***** Quoted passage

Here is our program so far:

import bitpit
import pathlib

def on_size_changed(downloader):
    print('The file size is', downloader.size)

def on_speed_changed(downloader):
    print('The speed is', *downloader.human_speed)

def on_state_changed(downloader, old_state):
    print('The state changed to:', downloader.state)

#will download this
url = 'https://www.python.org/static/img/python-logo.png'

#this is our downloader
dl = bitpit.Downloader(
        url,
        path=pathlib.Path.home() / 'Desktop' / 'logo.png',
        restart_wait=30,
        rate_limit=2048,
        timeout=60,
        chunk_size=1024
    )

#listen to signals
#print size as soon as it is known
dl.listen('size-changed', on_size_changed)

#print speed periodically
dl.listen('speed-changed', on_speed_changed)

#print state
dl.listen('state-changed', on_state_changed)

#start downloading and tell user download has started.
dl.start()
print('Download has started.')

#end of the main thread

Now we have only one thing left to do. If you have noticed, our output is ugly.

In Elegant Output we are going to make it pretty. We will also introduce some useful things in bitpit.

Elegant Output

We are finally in the last lesson. Let’s make our output beautiful.

Our goal will be to make the output look like this:

<state> | <File size> | <Downloaded> | <speed> [<progress bar>] <percentage>% <eta>

We have all the information in 1 line seperated by a pipe character “|”. The state will show us in real time if there is any error. The file size, downloaded bytes and speed will be in human readable form so that we can easily read it. The progress bar will indicate how much portion we have downloaded so far. The percentage will indicate the same as the progress bar but in numbers. Finally, eta is the estimated time to finish the download. The information will be printed in only 1 line. If it changes, we will make the information be updated in the same line instead of printing so many lines like we did in the on_speed_changed callback.

Showing information in one line

First, instead of having a callback function for each signal, let’s make 1 callback that will update all the information whenever 1 thing changes. Let’s remove on_size_changed, on_speed_changed and on_state_changed callbacks and write 1 callback to print the state, size, downloaded, and speed instead:

def on_anything_changed(downloader, old_state=None):
    state = downloader.state
    size = '{} {}'.format(*downloader.human_size)

**********
***** Data records

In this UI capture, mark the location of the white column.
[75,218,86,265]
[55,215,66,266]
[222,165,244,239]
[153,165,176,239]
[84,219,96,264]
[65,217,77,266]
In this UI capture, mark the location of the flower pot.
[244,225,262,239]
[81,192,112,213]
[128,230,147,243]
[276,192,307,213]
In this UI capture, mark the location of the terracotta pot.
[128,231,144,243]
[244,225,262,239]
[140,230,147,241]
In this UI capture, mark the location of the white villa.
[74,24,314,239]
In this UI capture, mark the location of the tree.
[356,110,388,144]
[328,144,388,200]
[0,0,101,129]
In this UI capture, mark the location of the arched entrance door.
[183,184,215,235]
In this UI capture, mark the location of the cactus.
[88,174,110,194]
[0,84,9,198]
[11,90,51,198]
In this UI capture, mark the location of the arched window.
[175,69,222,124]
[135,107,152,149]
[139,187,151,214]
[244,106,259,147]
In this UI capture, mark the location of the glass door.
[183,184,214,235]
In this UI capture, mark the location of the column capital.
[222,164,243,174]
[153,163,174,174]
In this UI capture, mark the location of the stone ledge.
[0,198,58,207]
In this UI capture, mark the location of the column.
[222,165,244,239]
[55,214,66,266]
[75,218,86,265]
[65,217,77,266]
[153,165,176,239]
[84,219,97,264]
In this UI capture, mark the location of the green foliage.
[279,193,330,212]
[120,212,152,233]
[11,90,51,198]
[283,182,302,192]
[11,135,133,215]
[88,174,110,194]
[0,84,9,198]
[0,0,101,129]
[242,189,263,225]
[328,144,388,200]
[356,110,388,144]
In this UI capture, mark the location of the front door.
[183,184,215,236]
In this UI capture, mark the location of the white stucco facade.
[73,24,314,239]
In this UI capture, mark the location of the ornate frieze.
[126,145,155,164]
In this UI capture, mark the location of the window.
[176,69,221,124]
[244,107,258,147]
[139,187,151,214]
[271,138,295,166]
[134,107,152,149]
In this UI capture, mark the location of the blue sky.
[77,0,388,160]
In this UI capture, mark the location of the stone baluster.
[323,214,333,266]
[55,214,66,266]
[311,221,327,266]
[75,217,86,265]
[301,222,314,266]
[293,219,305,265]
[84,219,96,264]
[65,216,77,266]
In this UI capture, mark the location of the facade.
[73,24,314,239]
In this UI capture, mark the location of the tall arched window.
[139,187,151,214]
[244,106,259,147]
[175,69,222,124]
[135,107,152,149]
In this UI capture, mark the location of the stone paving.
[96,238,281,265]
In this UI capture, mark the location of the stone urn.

**********

Task set>
a: According to the bitpit tutorial, what does the eta field in the planned output line show?
b: In the bitpit tutorial, list every keyword argument passed to bitpit.Downloader when the downloader is created.

Answers>
a: The estimated time to finish the download.

b: path, restart_wait, rate_limit, timeout, chunk_size